▶ _WHAT IS EXPECTED_:
Rewrite the material starting at the line that has "One point per instance of the green" and ending after the line that has "pixel 281 269", changing every "Target" to "Label" and leaving everything else untouched.

▶ _MATERIAL TO PROCESS_:
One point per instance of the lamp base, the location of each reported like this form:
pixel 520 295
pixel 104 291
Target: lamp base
...
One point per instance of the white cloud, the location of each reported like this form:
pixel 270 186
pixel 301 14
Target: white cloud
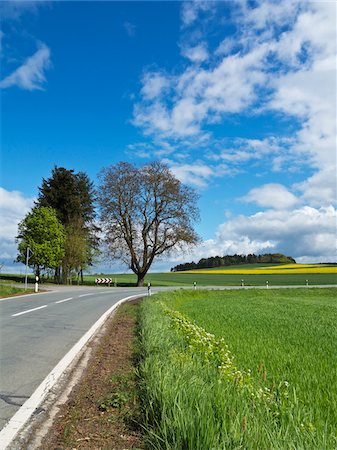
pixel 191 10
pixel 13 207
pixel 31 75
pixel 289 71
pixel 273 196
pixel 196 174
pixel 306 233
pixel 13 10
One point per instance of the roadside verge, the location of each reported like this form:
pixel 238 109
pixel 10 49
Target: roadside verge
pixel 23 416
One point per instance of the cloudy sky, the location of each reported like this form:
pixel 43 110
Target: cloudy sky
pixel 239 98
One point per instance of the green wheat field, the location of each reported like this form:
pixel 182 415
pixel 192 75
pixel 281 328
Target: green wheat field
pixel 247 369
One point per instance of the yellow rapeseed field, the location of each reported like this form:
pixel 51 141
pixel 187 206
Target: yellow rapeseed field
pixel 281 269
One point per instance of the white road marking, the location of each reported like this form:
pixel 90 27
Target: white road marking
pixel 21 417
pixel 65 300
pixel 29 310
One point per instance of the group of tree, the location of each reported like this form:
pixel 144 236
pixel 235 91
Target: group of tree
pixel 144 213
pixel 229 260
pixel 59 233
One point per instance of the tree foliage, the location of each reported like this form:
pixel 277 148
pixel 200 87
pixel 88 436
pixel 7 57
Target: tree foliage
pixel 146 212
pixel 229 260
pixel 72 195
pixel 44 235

▶ _EXERCISE SOLUTION_:
One point per instance of the green wheat field, the location of each reported like this form:
pixel 182 415
pixel 192 75
pixel 281 328
Label: green wheat field
pixel 247 369
One point per instance of the yellow rapeseed field, the location of each reported like this form:
pixel 51 141
pixel 187 206
Label: yellow rapeseed field
pixel 281 269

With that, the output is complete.